- _Task directions_: Reproduce, with no alteration, the span of lines that begins at the line containing "Target: snow" and ends at the last line of the records, both ends included, and nothing else.

==========

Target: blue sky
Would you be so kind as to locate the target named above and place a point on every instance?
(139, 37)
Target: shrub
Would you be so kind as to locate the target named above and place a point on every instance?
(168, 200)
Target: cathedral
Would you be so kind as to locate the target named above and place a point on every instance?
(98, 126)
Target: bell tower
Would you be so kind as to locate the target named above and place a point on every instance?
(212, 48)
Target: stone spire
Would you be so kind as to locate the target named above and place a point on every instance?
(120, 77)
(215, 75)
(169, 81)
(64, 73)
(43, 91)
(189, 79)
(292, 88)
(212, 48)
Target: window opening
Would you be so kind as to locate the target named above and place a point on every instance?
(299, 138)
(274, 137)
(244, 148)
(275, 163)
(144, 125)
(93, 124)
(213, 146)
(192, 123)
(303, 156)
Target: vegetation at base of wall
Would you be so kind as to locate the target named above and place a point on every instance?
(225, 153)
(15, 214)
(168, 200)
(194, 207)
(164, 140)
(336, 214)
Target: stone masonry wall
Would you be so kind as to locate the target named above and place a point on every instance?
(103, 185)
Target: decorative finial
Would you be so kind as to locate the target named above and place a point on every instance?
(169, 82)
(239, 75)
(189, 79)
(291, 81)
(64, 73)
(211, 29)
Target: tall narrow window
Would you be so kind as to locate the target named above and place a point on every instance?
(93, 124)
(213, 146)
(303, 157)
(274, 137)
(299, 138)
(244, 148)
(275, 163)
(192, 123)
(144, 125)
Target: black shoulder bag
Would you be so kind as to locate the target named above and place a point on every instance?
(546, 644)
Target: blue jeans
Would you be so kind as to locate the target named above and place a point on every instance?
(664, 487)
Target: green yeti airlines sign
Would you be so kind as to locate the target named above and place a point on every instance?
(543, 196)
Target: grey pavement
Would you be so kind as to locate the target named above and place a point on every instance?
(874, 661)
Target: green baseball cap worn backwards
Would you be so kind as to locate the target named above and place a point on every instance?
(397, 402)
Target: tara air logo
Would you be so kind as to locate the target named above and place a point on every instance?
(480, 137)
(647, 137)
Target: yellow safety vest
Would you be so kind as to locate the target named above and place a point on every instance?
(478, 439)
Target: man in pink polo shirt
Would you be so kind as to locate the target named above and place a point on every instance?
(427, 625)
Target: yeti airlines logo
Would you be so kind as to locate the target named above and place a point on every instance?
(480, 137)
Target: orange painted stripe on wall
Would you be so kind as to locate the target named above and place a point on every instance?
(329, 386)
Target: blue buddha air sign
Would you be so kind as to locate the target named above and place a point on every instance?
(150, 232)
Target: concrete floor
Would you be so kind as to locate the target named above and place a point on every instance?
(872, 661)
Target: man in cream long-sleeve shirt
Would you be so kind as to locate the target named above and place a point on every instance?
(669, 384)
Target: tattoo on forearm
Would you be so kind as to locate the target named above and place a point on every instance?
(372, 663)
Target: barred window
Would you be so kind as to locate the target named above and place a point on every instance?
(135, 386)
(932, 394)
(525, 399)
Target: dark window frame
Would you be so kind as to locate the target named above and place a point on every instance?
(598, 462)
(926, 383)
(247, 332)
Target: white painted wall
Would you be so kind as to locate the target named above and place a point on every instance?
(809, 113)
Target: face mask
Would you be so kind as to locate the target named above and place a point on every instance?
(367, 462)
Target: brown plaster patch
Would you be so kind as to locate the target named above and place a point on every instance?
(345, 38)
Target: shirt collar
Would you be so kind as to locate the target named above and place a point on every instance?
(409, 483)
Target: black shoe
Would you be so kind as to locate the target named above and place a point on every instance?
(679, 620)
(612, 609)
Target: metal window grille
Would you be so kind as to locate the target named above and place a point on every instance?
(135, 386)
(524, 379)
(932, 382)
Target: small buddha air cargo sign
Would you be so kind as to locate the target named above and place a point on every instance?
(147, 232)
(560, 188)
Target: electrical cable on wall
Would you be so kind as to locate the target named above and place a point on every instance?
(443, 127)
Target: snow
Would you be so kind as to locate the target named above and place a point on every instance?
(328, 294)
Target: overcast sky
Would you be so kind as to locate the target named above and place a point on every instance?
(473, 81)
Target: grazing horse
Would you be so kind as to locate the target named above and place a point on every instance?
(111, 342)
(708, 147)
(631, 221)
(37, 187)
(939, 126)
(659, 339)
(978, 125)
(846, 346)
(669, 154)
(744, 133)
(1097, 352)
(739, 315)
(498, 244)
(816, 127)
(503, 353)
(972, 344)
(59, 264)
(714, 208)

==========

- _Output of the task_:
Target: snow
Would you be so kind as to locate the target named above and place a point on every instance?
(328, 294)
Target: overcast sky
Would you be so kind as to locate the target named above and place a point on every instance?
(473, 81)
Target: grazing horse
Would you be so kind as to locate the target named above and place a point on every instance?
(111, 342)
(708, 147)
(631, 221)
(37, 187)
(939, 126)
(659, 339)
(978, 125)
(846, 346)
(669, 154)
(744, 133)
(1097, 352)
(739, 315)
(498, 244)
(816, 127)
(503, 353)
(972, 344)
(59, 264)
(714, 208)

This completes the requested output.